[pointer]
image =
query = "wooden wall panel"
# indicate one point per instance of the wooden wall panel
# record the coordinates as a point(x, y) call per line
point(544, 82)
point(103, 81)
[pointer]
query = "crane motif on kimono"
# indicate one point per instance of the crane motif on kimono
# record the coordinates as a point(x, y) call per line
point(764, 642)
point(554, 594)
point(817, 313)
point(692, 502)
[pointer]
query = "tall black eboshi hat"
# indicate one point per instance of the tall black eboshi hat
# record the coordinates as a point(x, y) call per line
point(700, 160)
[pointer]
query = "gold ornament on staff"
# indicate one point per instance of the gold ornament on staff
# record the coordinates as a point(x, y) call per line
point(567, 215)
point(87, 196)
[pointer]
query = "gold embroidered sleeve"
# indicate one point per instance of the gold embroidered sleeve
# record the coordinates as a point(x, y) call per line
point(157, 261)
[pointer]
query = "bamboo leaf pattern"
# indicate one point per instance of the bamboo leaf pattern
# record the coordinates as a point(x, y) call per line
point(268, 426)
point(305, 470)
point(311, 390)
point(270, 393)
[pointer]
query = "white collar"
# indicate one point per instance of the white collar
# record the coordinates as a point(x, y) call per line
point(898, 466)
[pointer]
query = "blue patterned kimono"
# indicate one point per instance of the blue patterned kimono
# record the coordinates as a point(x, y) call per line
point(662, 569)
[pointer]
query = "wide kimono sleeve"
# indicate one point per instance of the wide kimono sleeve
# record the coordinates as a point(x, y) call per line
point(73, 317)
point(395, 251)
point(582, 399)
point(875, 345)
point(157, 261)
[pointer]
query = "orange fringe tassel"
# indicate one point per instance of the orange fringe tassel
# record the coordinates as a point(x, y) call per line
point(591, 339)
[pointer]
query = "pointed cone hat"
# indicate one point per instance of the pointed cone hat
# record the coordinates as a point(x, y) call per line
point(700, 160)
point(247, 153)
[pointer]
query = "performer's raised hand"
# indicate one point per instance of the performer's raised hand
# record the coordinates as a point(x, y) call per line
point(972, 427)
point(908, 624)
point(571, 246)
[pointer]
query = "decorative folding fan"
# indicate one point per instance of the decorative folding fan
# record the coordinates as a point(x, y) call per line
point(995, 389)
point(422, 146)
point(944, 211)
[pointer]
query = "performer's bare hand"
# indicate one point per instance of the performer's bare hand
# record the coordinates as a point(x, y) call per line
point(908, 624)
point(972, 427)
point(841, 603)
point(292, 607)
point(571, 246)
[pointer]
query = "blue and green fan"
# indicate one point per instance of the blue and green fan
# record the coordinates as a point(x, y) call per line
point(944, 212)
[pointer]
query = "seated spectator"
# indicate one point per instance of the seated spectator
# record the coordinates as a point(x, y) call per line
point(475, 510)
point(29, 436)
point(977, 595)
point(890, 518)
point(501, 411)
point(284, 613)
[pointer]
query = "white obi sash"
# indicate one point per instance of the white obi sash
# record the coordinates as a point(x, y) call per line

_Directions_.
Among the lines above, show every one that contains the string "orange".

_Result of the exercise_.
query = "orange fringe tassel"
# indicate one point per instance of the orange fringe tassel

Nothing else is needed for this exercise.